▶ [SHORT PROBLEM]
Please echo the lines below back character for character, with nothing added or changed.

▶ [DATA LINES]
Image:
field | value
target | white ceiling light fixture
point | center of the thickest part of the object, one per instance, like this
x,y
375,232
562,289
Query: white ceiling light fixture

▶ [EXERCISE SOLUTION]
Image:
field | value
target | white ceiling light fixture
point | center of the thickest part of the object, one per instance, like this
x,y
375,232
562,289
Query: white ceiling light fixture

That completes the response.